─── EXCERPTED DATA

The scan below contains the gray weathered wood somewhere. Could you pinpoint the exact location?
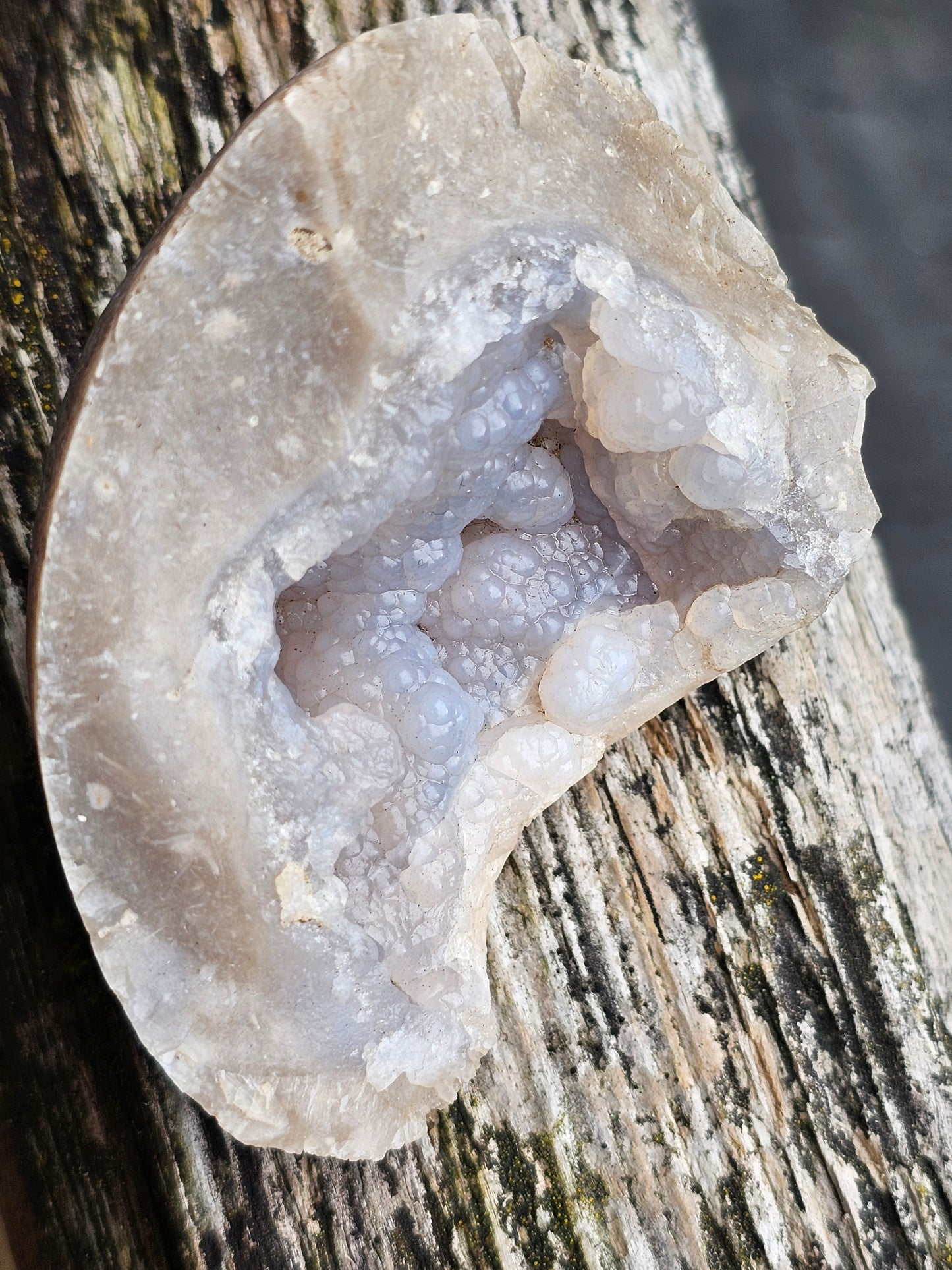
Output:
[0,0,952,1270]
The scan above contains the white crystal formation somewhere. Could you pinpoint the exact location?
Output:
[33,16,876,1157]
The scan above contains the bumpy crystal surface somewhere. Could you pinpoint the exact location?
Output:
[34,15,876,1157]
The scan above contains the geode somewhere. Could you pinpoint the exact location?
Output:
[32,16,876,1157]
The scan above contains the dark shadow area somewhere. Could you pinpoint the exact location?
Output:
[697,0,952,734]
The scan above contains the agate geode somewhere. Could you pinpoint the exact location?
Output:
[33,16,876,1157]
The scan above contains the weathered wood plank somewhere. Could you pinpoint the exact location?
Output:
[0,0,952,1270]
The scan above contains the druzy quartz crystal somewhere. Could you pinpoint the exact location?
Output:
[32,16,876,1157]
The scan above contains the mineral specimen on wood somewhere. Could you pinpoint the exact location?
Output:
[32,16,876,1157]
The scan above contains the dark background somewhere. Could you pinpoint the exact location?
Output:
[696,0,952,736]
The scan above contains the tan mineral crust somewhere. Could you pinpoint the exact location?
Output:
[32,16,876,1157]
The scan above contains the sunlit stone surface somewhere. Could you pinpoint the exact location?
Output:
[33,16,876,1157]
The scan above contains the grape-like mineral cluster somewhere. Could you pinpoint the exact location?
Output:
[33,16,876,1157]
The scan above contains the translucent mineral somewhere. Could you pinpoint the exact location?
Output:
[33,16,876,1157]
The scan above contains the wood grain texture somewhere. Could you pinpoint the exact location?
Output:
[0,0,952,1270]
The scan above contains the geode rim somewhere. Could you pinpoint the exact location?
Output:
[30,15,876,1157]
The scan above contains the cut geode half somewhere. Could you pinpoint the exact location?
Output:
[33,16,876,1157]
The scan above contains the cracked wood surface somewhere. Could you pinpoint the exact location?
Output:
[0,0,952,1270]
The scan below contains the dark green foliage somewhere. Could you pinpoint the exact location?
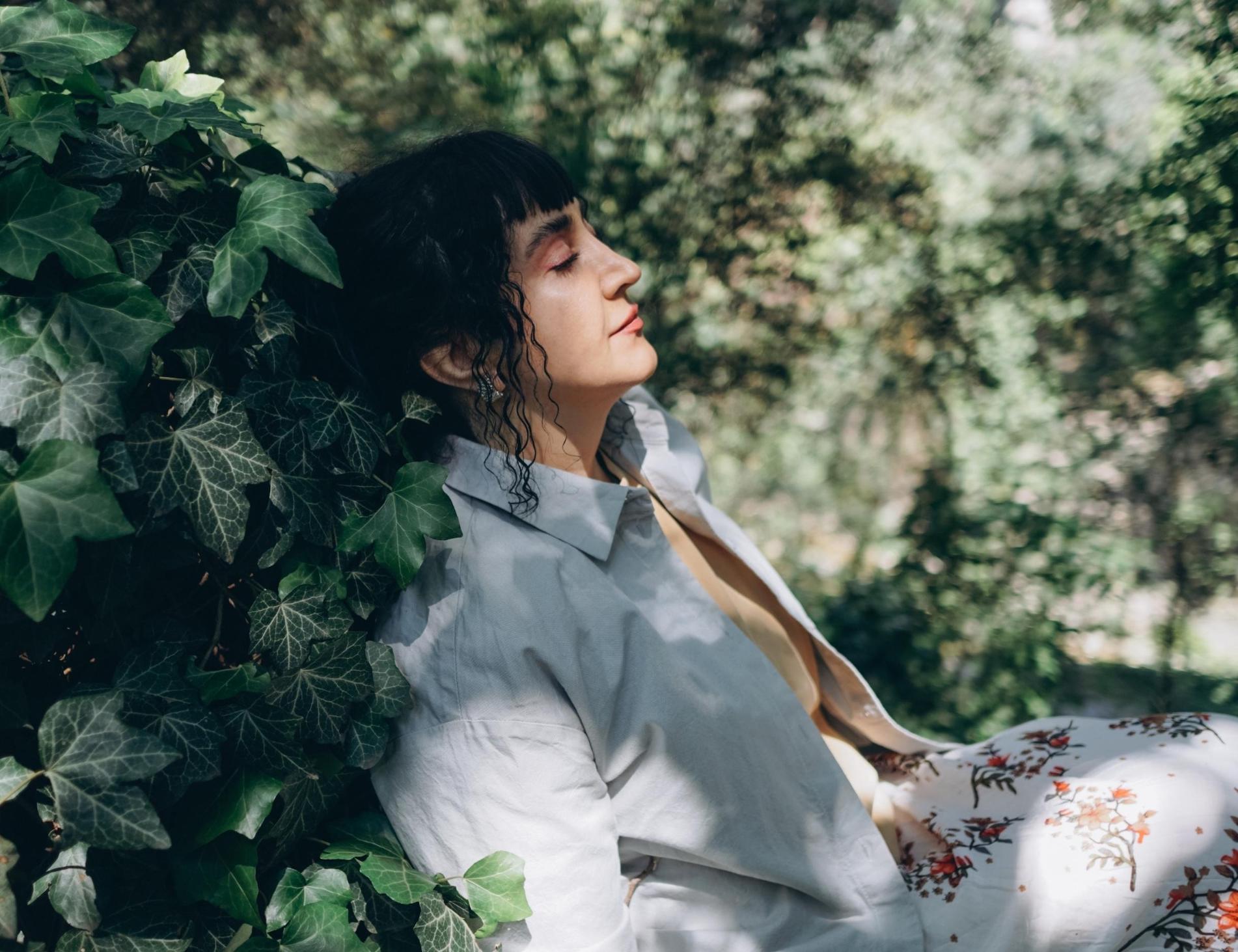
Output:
[0,0,530,952]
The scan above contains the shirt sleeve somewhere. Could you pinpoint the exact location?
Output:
[370,719,637,952]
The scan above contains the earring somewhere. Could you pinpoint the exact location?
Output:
[476,374,508,403]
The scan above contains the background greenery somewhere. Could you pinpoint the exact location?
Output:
[0,0,531,952]
[89,0,1238,741]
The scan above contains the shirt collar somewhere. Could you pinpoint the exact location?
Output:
[445,396,668,560]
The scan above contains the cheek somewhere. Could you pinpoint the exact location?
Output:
[526,286,605,364]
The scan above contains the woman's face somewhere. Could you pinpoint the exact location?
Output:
[512,200,657,416]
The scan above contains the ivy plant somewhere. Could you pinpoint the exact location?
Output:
[0,0,530,952]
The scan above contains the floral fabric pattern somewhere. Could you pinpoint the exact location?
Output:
[868,712,1238,952]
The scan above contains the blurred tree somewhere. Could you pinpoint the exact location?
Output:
[100,0,1238,739]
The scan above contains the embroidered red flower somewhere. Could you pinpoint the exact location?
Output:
[929,853,972,877]
[1217,893,1238,931]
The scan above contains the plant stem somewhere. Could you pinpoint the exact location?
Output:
[0,70,12,116]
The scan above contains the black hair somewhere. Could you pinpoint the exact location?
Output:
[299,129,588,513]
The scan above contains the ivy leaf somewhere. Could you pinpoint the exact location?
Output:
[412,893,480,952]
[0,163,117,280]
[111,641,197,705]
[130,700,224,800]
[0,93,85,162]
[56,920,193,952]
[192,767,284,845]
[0,756,38,804]
[337,462,461,588]
[38,691,178,783]
[61,126,151,178]
[125,398,273,562]
[0,837,18,940]
[262,869,306,932]
[137,49,224,98]
[464,849,534,938]
[365,641,416,718]
[172,347,224,416]
[264,754,357,859]
[159,241,215,321]
[271,469,335,546]
[208,176,343,317]
[38,691,180,849]
[0,354,125,447]
[0,439,133,621]
[184,661,271,705]
[321,812,404,859]
[280,903,368,952]
[0,354,125,447]
[26,843,103,931]
[344,698,391,770]
[0,0,135,83]
[265,867,353,932]
[358,856,438,905]
[316,387,386,473]
[111,228,171,282]
[271,631,374,744]
[249,586,341,671]
[0,273,173,385]
[217,697,302,772]
[172,833,262,929]
[98,99,258,148]
[305,865,353,908]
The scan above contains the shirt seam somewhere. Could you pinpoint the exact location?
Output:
[452,490,467,719]
[395,717,593,737]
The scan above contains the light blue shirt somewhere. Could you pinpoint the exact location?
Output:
[372,387,958,952]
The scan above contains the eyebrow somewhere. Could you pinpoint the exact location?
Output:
[525,211,572,261]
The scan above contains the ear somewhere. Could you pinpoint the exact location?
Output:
[421,342,485,390]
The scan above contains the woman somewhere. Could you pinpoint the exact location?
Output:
[324,131,1238,952]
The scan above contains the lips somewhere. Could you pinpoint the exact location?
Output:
[611,305,640,334]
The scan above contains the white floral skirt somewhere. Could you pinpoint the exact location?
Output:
[869,712,1238,952]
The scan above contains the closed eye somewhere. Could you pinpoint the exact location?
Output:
[551,252,581,273]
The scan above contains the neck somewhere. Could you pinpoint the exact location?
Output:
[465,386,619,483]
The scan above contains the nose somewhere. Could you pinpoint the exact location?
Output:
[601,242,641,297]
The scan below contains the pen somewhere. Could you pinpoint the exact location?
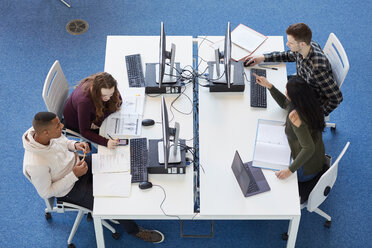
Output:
[258,65,278,71]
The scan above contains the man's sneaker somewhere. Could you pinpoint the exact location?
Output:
[134,227,164,244]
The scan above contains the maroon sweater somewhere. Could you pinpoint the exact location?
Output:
[63,85,117,146]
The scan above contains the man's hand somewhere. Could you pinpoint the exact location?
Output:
[275,169,292,179]
[244,55,265,66]
[107,139,119,150]
[75,142,90,153]
[72,161,88,177]
[253,73,273,89]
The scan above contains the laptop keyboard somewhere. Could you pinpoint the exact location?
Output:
[251,68,267,108]
[130,138,148,183]
[244,165,260,193]
[125,54,145,87]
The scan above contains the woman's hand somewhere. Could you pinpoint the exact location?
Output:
[75,142,90,153]
[275,169,292,179]
[253,73,273,89]
[107,139,119,150]
[90,123,99,130]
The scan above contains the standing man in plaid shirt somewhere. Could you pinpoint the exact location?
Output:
[244,23,342,116]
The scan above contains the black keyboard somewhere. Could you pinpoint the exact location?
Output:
[244,165,259,193]
[251,68,267,108]
[130,138,148,183]
[125,54,145,87]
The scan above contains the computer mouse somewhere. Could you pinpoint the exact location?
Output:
[138,182,152,189]
[244,60,254,67]
[142,119,155,126]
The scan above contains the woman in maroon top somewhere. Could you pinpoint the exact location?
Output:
[63,72,122,149]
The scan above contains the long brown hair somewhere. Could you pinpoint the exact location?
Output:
[80,72,122,122]
[286,76,325,132]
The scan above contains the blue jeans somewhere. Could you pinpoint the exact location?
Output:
[297,166,318,182]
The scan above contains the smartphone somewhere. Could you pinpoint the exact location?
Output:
[118,139,128,146]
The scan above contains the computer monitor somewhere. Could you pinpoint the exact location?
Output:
[156,22,177,88]
[213,22,234,88]
[158,96,181,169]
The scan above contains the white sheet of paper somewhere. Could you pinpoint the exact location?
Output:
[252,120,291,170]
[106,88,145,138]
[211,39,251,61]
[93,172,132,197]
[231,24,267,52]
[92,153,130,174]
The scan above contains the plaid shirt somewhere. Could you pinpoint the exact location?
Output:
[264,41,343,116]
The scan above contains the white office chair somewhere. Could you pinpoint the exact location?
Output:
[42,60,98,148]
[323,33,350,129]
[23,164,120,248]
[282,142,350,240]
[301,142,350,228]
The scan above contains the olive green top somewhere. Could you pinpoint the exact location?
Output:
[269,86,325,175]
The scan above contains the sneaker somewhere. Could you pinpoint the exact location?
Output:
[134,227,164,244]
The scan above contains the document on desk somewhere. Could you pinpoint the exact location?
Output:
[92,153,130,174]
[106,88,145,138]
[252,120,291,170]
[211,24,267,61]
[231,24,267,56]
[93,172,132,197]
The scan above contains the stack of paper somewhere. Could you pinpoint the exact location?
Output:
[252,120,291,170]
[106,88,145,138]
[92,154,132,197]
[212,24,267,61]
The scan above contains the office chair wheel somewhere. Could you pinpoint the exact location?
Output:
[87,213,93,222]
[45,213,52,220]
[282,232,288,240]
[112,232,120,240]
[324,220,332,228]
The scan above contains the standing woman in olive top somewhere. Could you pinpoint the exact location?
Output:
[256,75,326,182]
[63,72,122,149]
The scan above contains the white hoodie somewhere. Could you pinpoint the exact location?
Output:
[22,128,78,198]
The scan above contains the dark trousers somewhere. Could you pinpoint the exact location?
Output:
[57,156,139,235]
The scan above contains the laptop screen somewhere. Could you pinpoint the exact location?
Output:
[231,151,251,191]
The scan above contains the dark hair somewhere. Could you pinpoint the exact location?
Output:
[287,76,325,131]
[286,23,312,45]
[32,112,57,133]
[80,72,121,121]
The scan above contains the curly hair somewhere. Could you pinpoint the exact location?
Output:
[80,72,122,122]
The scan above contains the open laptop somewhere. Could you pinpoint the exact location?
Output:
[231,151,270,197]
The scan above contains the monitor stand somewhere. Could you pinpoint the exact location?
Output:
[208,61,245,92]
[155,64,177,85]
[145,63,182,94]
[158,141,181,164]
[147,139,186,174]
[212,64,235,84]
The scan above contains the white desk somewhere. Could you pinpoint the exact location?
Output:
[93,36,194,247]
[198,36,301,247]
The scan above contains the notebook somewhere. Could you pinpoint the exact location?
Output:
[231,151,270,197]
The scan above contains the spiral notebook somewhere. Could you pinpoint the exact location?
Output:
[252,119,291,170]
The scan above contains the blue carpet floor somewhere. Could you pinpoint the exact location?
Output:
[0,0,372,248]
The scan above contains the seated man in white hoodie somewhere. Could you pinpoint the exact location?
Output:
[22,112,164,243]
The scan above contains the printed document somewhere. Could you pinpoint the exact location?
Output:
[92,153,130,174]
[211,24,267,61]
[106,88,145,138]
[252,120,291,170]
[93,172,132,197]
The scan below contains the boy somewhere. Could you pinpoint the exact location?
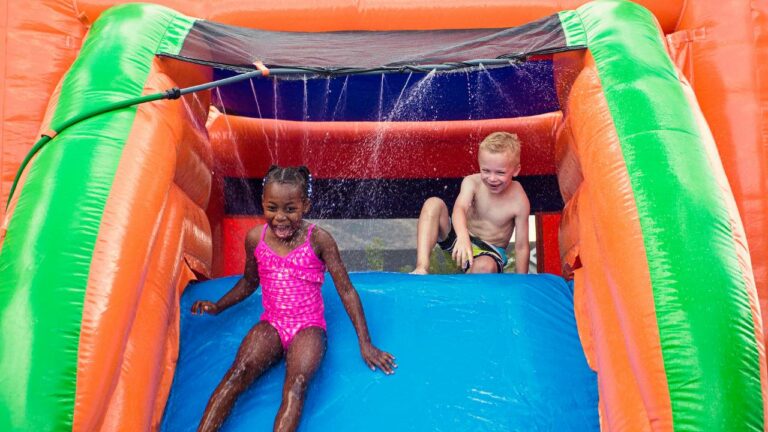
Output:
[412,132,530,274]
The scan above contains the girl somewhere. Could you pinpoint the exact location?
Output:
[192,165,397,431]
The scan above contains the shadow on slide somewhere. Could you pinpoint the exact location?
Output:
[162,273,599,432]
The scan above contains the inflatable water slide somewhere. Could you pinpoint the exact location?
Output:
[0,0,768,431]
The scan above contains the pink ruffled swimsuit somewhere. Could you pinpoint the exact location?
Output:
[253,224,326,349]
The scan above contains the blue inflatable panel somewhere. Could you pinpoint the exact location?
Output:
[162,273,599,432]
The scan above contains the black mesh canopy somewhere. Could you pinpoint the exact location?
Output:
[160,15,577,72]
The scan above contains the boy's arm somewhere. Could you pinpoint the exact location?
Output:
[192,228,263,315]
[515,192,531,274]
[313,229,397,374]
[451,176,476,268]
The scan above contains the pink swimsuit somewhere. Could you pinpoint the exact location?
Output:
[253,224,325,349]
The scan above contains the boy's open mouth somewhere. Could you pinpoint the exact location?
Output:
[272,225,295,239]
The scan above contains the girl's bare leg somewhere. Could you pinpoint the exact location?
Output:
[274,327,326,432]
[411,197,450,274]
[197,321,283,432]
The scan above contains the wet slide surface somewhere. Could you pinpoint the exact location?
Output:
[162,273,599,432]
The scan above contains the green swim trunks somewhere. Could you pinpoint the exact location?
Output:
[437,223,507,273]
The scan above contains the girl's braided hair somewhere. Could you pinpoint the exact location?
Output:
[262,165,312,199]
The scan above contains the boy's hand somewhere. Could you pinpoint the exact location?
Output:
[192,300,219,315]
[451,237,474,269]
[360,342,397,375]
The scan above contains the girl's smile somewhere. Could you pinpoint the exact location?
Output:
[262,182,309,242]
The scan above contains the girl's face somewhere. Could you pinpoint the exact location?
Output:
[261,182,309,241]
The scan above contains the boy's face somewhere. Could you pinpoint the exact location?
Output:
[477,150,520,194]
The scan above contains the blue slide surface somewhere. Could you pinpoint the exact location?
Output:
[161,273,599,432]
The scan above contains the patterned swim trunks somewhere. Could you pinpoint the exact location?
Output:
[437,223,508,273]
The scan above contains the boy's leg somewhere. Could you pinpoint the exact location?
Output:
[274,326,326,432]
[197,321,283,432]
[411,197,451,274]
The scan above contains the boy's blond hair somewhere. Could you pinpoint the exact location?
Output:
[480,132,520,163]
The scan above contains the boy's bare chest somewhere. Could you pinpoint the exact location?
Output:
[470,194,515,226]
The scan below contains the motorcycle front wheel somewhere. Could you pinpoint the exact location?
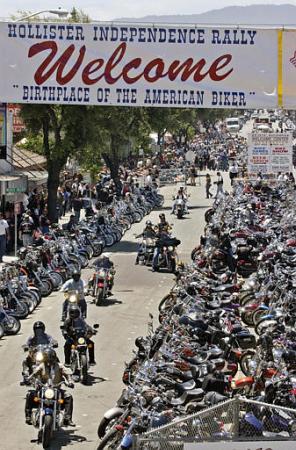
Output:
[42,415,53,448]
[97,428,122,450]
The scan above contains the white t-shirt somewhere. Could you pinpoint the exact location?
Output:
[0,219,9,236]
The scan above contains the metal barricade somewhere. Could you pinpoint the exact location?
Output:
[133,397,296,450]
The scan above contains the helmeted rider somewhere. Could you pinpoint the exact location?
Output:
[171,186,188,214]
[63,305,96,366]
[152,213,171,272]
[88,253,115,295]
[135,220,157,264]
[25,348,75,427]
[22,320,57,382]
[61,270,87,321]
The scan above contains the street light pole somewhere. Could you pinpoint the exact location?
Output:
[15,8,69,22]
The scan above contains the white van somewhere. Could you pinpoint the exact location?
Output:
[226,117,241,133]
[254,114,272,133]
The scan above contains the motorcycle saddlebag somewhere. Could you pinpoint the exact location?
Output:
[202,375,227,395]
[237,245,253,259]
[236,333,256,350]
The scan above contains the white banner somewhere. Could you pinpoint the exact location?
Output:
[0,22,278,109]
[248,133,293,175]
[184,441,296,450]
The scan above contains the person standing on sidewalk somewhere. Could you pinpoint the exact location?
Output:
[0,213,10,262]
[72,194,83,223]
[214,172,224,198]
[19,214,35,247]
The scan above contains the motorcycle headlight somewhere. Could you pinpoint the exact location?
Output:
[44,388,54,400]
[289,420,296,434]
[35,352,44,364]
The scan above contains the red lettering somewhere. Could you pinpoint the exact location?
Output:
[167,58,207,81]
[28,41,233,85]
[209,55,233,81]
[104,42,126,84]
[28,41,85,85]
[82,58,105,85]
[143,58,164,83]
[122,58,143,84]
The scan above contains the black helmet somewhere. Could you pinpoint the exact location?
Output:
[68,305,80,319]
[33,320,45,334]
[44,348,57,364]
[72,270,81,281]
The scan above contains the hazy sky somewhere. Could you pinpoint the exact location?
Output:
[0,0,296,20]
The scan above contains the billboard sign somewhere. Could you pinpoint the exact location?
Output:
[248,133,293,176]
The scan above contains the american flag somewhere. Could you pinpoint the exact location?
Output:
[290,52,296,67]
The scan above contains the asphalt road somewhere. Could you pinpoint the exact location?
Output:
[0,174,228,450]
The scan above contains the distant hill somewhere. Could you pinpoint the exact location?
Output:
[115,0,296,26]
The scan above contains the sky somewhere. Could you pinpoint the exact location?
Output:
[0,0,296,20]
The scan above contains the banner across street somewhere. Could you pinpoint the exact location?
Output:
[0,22,290,109]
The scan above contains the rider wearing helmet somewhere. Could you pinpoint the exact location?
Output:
[63,305,96,366]
[61,270,87,321]
[25,347,75,427]
[171,186,188,214]
[22,320,57,382]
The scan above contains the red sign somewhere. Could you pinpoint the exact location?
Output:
[8,103,26,133]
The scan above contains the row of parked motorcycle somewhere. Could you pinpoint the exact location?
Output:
[0,188,163,338]
[97,183,296,450]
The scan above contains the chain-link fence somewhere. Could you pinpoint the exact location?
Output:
[133,398,296,450]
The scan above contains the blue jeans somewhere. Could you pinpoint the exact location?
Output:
[152,247,161,269]
[0,234,6,262]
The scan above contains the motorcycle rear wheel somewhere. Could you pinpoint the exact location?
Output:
[96,288,104,306]
[97,428,123,450]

──────

**WHAT TO WORK ON:**
Repeat exactly the lines above, starting with the line that contains "The scan above contains the black helmet" and ending with the last line, both included, and nothing else.

**EXERCISE RESPONSE:**
The scan above contains the black helmet somewhere. Could you pinpoint the exact location?
Output:
[68,305,80,319]
[33,320,45,334]
[44,348,57,364]
[72,270,81,281]
The scan above contains the hazy sky somewhere. Could you pinpoint the exact location?
Output:
[0,0,296,20]
The scan above contains the billboard sign somewhere. Could you pinpoint the exact location?
Output:
[248,133,293,176]
The scan above contains the american flag somewhere. Could you pinpoint the exact location?
Output:
[290,52,296,67]
The scan above contains the asphalt road somewhere. Could you pinpoint the exact location?
Output:
[0,174,228,450]
The scan above contains the distant hill somewhere. Could you pinpoint the exact location?
Output:
[115,0,296,26]
The scan above contains the sky somewhere. Could you pinpoint the exact location?
Output:
[0,0,296,20]
The scan above contains the banner across street somewhere. Could you pinpoint the exact location?
Output:
[0,22,290,109]
The scan above contains the rider wearing helmet somewhere. Could you pinpoint the exact location?
Output:
[63,305,96,366]
[61,270,87,321]
[25,347,75,427]
[171,186,188,214]
[22,320,57,382]
The scan above contains the red sign somewhere. Could you pinpoint the exact location?
Output:
[8,103,26,133]
The scan above contains the row of parked motorcycle somewhere. Could you pinpoint the exact location?
Output:
[0,188,163,338]
[97,183,296,450]
The scan above contains the chain-link fence somewhere. Could you pinpoint the exact location?
Output:
[133,398,296,450]
The scan above contains the blue jeans somewhere. Could you pinpoint the exact location?
Output:
[152,247,161,269]
[0,234,6,262]
The scan above contains the motorcycle rear wheel somewhere. Could you pinpoint the exact location?
Output:
[96,288,104,306]
[97,428,123,450]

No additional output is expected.